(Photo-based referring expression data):
++++++++++++++++++++
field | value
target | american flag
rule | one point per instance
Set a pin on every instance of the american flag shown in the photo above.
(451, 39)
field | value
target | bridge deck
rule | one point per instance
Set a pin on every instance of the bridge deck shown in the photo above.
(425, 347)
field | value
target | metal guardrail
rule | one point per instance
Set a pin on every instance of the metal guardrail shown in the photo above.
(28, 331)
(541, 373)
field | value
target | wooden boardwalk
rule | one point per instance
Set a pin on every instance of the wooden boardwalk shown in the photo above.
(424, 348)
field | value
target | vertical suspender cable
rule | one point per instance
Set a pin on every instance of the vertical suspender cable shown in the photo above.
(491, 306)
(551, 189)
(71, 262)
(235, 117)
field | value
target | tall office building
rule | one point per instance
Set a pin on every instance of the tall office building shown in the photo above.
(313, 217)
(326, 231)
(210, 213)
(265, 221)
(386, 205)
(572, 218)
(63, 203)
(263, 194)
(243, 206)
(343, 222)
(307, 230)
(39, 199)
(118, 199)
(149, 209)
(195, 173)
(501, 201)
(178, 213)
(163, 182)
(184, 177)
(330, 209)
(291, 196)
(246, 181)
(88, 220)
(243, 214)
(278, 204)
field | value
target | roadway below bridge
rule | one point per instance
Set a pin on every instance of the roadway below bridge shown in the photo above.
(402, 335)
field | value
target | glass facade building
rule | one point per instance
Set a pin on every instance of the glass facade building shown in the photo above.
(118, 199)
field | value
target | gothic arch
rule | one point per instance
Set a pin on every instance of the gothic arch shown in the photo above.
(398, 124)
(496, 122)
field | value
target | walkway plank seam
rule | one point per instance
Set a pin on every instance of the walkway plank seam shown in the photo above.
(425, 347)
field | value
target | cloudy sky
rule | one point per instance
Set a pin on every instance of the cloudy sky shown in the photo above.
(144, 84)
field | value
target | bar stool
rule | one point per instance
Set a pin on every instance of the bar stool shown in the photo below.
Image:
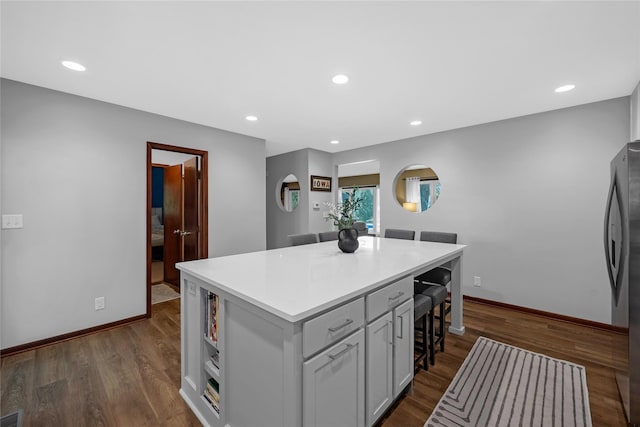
(437, 295)
(421, 307)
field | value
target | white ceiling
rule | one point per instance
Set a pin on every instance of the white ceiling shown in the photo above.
(450, 64)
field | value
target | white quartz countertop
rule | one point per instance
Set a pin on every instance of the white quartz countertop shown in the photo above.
(297, 282)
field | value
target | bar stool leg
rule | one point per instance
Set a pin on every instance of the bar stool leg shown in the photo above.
(432, 350)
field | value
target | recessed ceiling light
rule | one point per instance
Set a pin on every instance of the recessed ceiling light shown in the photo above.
(565, 88)
(74, 66)
(340, 79)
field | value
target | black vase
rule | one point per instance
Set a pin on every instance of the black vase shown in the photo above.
(348, 240)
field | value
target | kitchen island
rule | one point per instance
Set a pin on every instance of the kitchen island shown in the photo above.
(305, 335)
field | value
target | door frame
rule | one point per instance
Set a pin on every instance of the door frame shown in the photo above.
(204, 197)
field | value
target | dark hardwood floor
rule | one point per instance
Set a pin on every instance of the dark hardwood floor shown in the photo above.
(130, 375)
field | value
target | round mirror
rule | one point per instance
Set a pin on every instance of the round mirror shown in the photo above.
(417, 188)
(288, 193)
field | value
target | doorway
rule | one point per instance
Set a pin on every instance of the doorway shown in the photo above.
(177, 207)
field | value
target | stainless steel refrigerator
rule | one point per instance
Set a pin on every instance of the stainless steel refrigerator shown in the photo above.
(622, 252)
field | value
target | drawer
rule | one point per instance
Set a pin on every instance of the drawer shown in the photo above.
(332, 326)
(383, 300)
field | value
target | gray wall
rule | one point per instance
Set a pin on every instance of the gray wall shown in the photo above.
(527, 195)
(635, 114)
(76, 169)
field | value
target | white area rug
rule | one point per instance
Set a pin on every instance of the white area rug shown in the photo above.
(162, 292)
(502, 385)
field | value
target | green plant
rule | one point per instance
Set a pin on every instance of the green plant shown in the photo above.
(342, 213)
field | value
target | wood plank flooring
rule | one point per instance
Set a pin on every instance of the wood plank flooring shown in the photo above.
(130, 375)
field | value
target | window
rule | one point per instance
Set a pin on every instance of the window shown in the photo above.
(369, 213)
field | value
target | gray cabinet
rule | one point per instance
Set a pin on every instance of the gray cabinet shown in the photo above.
(379, 367)
(333, 385)
(389, 345)
(402, 346)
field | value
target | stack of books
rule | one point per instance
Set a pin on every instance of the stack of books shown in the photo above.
(215, 358)
(212, 395)
(211, 316)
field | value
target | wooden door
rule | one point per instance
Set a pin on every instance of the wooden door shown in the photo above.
(191, 222)
(379, 367)
(172, 222)
(333, 385)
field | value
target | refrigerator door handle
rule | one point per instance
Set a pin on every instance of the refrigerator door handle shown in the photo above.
(616, 281)
(607, 231)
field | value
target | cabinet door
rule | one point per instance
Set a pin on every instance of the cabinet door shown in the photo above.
(379, 366)
(402, 346)
(333, 385)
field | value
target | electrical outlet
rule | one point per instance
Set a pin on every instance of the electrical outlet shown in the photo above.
(11, 221)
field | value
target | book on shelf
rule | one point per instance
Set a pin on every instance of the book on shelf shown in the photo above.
(212, 395)
(215, 359)
(211, 316)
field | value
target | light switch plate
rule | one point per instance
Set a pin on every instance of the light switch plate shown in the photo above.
(11, 221)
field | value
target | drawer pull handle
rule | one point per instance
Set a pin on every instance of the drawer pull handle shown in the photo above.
(343, 351)
(397, 296)
(344, 325)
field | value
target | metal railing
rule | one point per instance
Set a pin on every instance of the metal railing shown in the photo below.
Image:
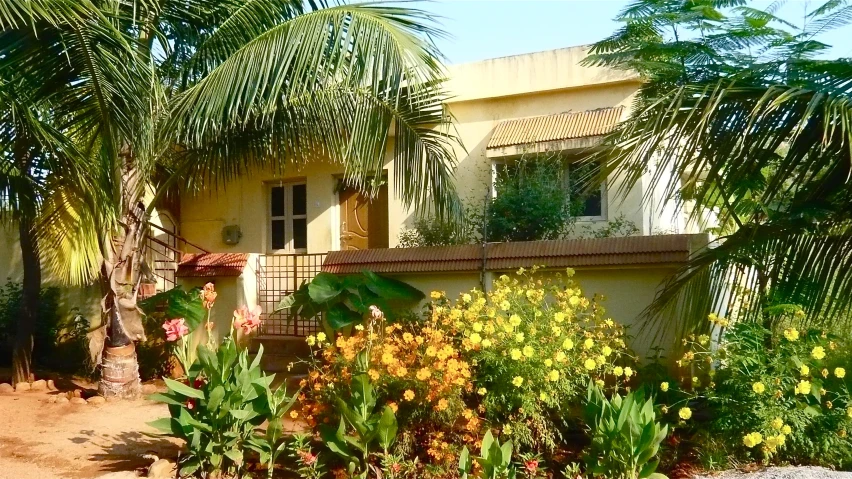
(163, 251)
(279, 275)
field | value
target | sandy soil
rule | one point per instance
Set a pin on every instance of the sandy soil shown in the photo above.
(39, 440)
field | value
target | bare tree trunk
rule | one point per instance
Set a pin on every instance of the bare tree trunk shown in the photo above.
(23, 352)
(120, 278)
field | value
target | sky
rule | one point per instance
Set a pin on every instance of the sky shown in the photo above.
(483, 29)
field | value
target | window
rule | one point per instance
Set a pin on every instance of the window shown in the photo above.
(288, 215)
(576, 178)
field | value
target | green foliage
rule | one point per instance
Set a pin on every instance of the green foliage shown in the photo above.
(776, 397)
(373, 430)
(59, 344)
(345, 301)
(217, 408)
(495, 460)
(625, 435)
(533, 202)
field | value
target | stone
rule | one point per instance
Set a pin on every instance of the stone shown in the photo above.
(162, 469)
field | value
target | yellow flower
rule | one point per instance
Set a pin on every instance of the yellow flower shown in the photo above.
++++++++++++++++++++
(Activity): Every line above must appear in the answer unchanged, and no picture may appear in it.

(Result):
field | value
target | american flag
rule | one point per instance
Set a pin on every instance of the american flag shown in the photo above.
(451, 39)
field | value
target | bridge deck
rule | one point per instance
Set a pin on every instance of the bridge deck shown in the photo above.
(425, 347)
field | value
target | metal guardrail
rule | one point per instance
Set a pin on every instance of the metal guardrail shown in the photo above.
(28, 331)
(541, 373)
field | value
target | wooden boardwalk
rule | one point per instance
Set a pin on every instance of the wooden boardwalk shown in the photo above.
(424, 348)
field | value
target | vertical suspender cable
rule | one point per instance
Set a pin on every instance of the vertical suspender cable shown in the photo above.
(491, 306)
(551, 189)
(71, 262)
(235, 117)
field | value
target | tall office building
rule | one point per instance
Set a pin on every instance of the tall office building shown in the photo above.
(313, 217)
(326, 231)
(210, 213)
(265, 221)
(386, 205)
(572, 218)
(63, 203)
(263, 194)
(243, 206)
(343, 222)
(307, 230)
(39, 199)
(118, 199)
(149, 209)
(195, 173)
(501, 201)
(178, 213)
(163, 182)
(184, 177)
(330, 209)
(291, 196)
(246, 181)
(88, 220)
(243, 214)
(278, 204)
field | value
target | roadway below bridge
rule | one point per instance
Set a pin on every instance of the roadway below bridge shown in the photo above.
(402, 335)
field | value
target | glass facade building
rule | one point per instance
Set a pin on every instance of the glass facade building shown in the photo above.
(118, 199)
field | value
target | gothic arch
rule | one point per instance
Set a pin on every instance of the gothic arch shown in the photo above.
(398, 124)
(496, 122)
field | value
target | walkway plank seam
rule | one point per instance
Set a pin on every instance of the walkway plank seam shown in the photo above.
(425, 347)
field | value
target | cloudy sky
rule | one point per instance
Set a pin on every instance of the cloudy sky shown in the photo above.
(144, 84)
field | value
target | bar stool
rule | one point per instance
Set a pin on every instance of the bar stool shown in the photo below.
Image:
(437, 295)
(421, 307)
field | value
target | white ceiling
rule | one point per instance
Set a pin on every instance of the white ceiling shown in the photo above.
(450, 64)
field | value
target | white quartz countertop
rule | one point per instance
Set a pin on every instance of the white quartz countertop shown in the photo above.
(297, 282)
field | value
target | bar stool leg
rule | one point per instance
Set a pin on every instance of the bar stool leg shown in the photo above.
(432, 350)
field | value
target | recessed ceiling light
rule | one point per instance
Set a pin on every instance of the recessed ceiling light shown in the photo above.
(565, 88)
(74, 66)
(340, 79)
field | value
target | black vase
rule | one point per instance
Set a pin on every instance of the black vase shown in the photo above.
(348, 240)
field | value
target | kitchen island
rule | one point per instance
Set a pin on every instance of the kitchen island shown in the photo above.
(305, 335)
field | value
target | door frame
rule | one point per instance
Set a pin on every instance of the door frame shown in the photo above.
(204, 197)
field | value
target | dark hardwood floor
rule | one point per instance
Set a pin on every instance of the dark hardwood floor shown in the photo above.
(130, 375)
field | value
target | round mirror
rule | one point per instance
Set a pin on every instance of the round mirror shown in the photo above.
(417, 188)
(288, 193)
field | value
target | doorway
rule | one point per instance
Set a pin on every instance of the doorway shown in the photo above.
(177, 207)
field | value
target | stainless steel refrigerator
rule | one point per instance
Set a pin on every instance of the stainless steel refrigerator shown in the photo above.
(622, 252)
field | value
target | drawer
rule | one point per instance
Set a pin on every instance of the drawer shown in the photo above.
(332, 326)
(383, 300)
field | value
target | gray wall
rule | one point per instance
Set a pin on every instance of the gray wall shown in the photo above.
(527, 195)
(635, 114)
(76, 169)
field | value
target | white area rug
rule | one point per instance
Set a pin on every instance of the white area rug shown in the photo above.
(162, 292)
(502, 385)
field | value
target | green plant
rule | one point per instance
Set a pin on every instance of the green plant shown in the photo above.
(342, 213)
field | value
target | wood plank flooring
rule | one point per instance
Set a pin on every instance of the wood plank flooring shown in the photo above.
(130, 375)
field | value
target | window
rule | one point per instance
Set a pin on every instance of the window shown in the photo above.
(369, 213)
field | value
target | gray cabinet
rule | one point per instance
Set a pin on every instance of the gray cabinet shown in the photo above.
(379, 367)
(333, 385)
(389, 345)
(402, 346)
field | value
target | stack of books
rule | one point per instance
Set a pin on every instance of the stack of books shown in the photo above.
(215, 358)
(212, 395)
(211, 316)
field | value
target | wooden door
rule | one point per instance
Set a pin on every instance of the wooden door shown in the photo above.
(191, 222)
(379, 367)
(172, 222)
(333, 385)
field | value
target | refrigerator door handle
rule | one point per instance
Set a pin on every instance of the refrigerator door handle shown in the photo above.
(616, 281)
(607, 231)
field | value
target | cabinet door
rule | one point per instance
Set a pin on every instance of the cabinet door shown in the photo above.
(379, 366)
(402, 346)
(333, 385)
field | value
target | electrical outlet
rule | one point per instance
Set a pin on every instance of the electrical outlet shown in the photo above.
(11, 221)
field | value
target | book on shelf
rule | one point per instance
Set a pin on every instance of the book on shelf shown in the photo above.
(212, 395)
(215, 359)
(211, 316)
field | value
target | light switch plate
rule | one point per instance
Set a pin on every instance of the light switch plate shown in the photo above.
(11, 221)
field | value
target | drawer pull handle
rule | one point per instance
Set a pin on every instance of the drawer pull handle shown in the photo above.
(343, 351)
(397, 296)
(344, 325)
field | value
target | metal railing
rule | one point per instance
Set a pin on every instance of the metal railing shown in the photo below.
Image:
(163, 251)
(279, 275)
field | value
target | sandy soil
rule | one point per instance
Set a pin on every instance of the sandy soil shown in the photo above.
(39, 440)
field | value
target | bare tree trunk
rule | one point per instance
Set a pin on every instance of the bare tree trunk shown in the photo above.
(23, 352)
(120, 278)
field | value
target | sky
rule | one point per instance
Set a pin on every instance of the sky shown in the photo above.
(483, 29)
field | value
target | window
rule | one point per instance
Set a pin on every instance of the window shown in the photo above.
(288, 215)
(576, 178)
field | value
target | green foliage
rule | one point per instance
Set a pin on every instance of the green foliage shown in the photo above.
(776, 397)
(373, 430)
(59, 344)
(345, 301)
(217, 408)
(495, 460)
(625, 435)
(533, 202)
field | value
target | stone
rule | one point per instance
Set a pin on every instance of the stone shown in the photo above.
(162, 469)
field | value
target | yellow flower
rule | one point per instance
Set a pin on every instance of the yellow flower shown in the photo above.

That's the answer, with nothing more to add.